• DATA FOR REVIEW
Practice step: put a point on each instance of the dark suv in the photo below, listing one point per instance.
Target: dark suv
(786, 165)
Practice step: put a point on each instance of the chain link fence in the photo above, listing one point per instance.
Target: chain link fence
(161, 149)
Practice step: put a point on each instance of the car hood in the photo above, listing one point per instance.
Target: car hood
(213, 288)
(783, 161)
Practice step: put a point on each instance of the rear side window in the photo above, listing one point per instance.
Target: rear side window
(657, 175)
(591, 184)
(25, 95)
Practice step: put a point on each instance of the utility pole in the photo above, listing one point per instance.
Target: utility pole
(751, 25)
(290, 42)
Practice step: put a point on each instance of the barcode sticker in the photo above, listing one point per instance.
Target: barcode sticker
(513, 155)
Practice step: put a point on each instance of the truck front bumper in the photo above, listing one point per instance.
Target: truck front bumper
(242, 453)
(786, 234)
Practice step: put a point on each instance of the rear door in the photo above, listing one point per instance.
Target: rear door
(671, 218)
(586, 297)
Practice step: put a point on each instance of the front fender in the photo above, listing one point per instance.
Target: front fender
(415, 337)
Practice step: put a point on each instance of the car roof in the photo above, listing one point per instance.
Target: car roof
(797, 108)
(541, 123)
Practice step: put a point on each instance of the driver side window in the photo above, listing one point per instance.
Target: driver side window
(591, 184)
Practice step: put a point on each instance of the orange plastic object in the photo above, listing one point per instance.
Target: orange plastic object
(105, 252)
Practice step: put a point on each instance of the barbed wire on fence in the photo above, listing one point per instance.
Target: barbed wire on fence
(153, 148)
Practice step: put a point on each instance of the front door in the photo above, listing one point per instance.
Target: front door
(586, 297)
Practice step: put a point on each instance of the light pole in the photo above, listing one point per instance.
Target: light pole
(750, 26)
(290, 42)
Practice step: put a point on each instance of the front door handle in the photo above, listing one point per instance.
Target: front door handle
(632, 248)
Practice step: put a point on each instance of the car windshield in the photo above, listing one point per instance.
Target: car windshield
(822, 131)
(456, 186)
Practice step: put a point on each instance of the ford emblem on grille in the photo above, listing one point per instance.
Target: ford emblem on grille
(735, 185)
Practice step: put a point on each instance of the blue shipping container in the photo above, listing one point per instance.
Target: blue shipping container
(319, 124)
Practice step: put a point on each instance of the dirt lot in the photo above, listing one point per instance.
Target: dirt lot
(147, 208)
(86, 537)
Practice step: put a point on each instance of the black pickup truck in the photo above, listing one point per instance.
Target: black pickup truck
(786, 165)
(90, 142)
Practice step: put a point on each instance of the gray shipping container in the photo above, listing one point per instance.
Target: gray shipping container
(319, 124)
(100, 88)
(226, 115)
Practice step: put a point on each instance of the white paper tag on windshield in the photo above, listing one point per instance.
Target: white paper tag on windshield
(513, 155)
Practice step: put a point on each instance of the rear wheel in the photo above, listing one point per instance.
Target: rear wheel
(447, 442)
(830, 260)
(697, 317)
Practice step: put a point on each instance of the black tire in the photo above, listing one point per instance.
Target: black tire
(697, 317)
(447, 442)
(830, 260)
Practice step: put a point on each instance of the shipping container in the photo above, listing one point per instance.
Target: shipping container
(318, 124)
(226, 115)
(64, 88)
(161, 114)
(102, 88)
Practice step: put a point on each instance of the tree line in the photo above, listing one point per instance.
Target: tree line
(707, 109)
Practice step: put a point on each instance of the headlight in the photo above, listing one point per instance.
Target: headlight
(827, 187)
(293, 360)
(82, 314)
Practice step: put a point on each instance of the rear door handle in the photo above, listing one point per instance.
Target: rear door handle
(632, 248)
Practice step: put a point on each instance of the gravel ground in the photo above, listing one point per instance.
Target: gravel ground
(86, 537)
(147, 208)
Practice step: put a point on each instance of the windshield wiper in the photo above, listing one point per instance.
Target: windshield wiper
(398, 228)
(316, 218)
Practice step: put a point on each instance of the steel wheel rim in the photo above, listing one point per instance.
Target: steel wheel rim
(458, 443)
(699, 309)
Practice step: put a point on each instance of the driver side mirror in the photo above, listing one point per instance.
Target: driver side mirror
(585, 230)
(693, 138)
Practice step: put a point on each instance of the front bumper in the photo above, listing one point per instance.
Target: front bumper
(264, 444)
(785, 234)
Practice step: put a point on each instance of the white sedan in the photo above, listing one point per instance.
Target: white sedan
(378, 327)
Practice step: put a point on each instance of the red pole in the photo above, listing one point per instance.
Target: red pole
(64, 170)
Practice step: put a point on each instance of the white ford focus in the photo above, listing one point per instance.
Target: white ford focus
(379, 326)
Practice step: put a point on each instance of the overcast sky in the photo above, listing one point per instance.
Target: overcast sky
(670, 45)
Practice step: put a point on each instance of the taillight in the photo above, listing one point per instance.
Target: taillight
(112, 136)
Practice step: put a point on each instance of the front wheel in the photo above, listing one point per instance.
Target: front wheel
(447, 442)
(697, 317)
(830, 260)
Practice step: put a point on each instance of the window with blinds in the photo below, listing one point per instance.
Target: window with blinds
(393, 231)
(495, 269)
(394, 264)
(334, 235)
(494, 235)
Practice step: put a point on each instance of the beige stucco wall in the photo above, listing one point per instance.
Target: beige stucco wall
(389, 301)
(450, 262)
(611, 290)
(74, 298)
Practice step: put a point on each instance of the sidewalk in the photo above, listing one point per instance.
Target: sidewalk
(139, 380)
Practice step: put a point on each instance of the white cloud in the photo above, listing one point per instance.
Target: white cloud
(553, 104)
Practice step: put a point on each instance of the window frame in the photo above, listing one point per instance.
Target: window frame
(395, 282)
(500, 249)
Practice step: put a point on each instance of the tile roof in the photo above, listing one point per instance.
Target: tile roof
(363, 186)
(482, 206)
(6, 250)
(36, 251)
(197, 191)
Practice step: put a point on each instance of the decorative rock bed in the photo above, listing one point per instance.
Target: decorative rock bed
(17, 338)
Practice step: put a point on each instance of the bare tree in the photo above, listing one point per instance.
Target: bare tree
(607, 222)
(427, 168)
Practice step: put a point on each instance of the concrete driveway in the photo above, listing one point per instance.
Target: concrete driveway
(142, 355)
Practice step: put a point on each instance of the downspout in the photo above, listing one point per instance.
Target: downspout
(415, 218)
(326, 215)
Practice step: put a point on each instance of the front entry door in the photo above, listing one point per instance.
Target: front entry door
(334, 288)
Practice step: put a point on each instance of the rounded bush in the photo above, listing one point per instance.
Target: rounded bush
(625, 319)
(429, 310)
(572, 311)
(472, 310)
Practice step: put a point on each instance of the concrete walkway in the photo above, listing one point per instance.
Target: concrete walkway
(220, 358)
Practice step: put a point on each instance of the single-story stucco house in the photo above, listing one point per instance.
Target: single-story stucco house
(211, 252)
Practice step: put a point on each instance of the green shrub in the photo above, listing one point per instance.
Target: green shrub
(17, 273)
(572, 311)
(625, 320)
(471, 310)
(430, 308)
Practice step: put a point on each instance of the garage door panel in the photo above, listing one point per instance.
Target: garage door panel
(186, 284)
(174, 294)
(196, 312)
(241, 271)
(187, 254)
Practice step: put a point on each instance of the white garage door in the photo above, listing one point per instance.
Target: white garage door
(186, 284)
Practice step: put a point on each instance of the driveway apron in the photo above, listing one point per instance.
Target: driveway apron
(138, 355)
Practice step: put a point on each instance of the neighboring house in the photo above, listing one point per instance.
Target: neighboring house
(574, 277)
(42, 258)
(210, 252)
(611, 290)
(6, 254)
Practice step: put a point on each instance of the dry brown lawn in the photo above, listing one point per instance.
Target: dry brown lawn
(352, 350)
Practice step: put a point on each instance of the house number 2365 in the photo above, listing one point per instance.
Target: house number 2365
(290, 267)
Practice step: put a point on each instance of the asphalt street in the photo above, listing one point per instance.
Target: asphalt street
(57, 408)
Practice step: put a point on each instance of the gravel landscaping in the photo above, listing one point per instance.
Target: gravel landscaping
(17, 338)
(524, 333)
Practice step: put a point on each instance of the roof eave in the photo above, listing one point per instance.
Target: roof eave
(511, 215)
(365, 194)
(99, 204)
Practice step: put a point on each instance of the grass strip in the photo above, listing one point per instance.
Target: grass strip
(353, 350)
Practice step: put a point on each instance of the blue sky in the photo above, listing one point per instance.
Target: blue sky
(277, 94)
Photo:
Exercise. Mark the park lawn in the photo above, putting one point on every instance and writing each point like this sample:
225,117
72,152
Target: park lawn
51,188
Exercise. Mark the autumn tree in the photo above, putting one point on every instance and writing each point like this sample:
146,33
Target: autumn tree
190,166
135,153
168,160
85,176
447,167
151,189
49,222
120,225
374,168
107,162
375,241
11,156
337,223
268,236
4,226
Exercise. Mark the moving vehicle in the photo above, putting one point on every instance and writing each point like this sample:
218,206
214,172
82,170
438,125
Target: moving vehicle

• THE PROBLEM
Report each line in the preceding entries that holds the string "moving".

• ANSWER TO THIS TASK
Exercise. Mark the moving vehicle in the photo above, putting one point on every instance and writing each point like this sample:
Target: moving vehicle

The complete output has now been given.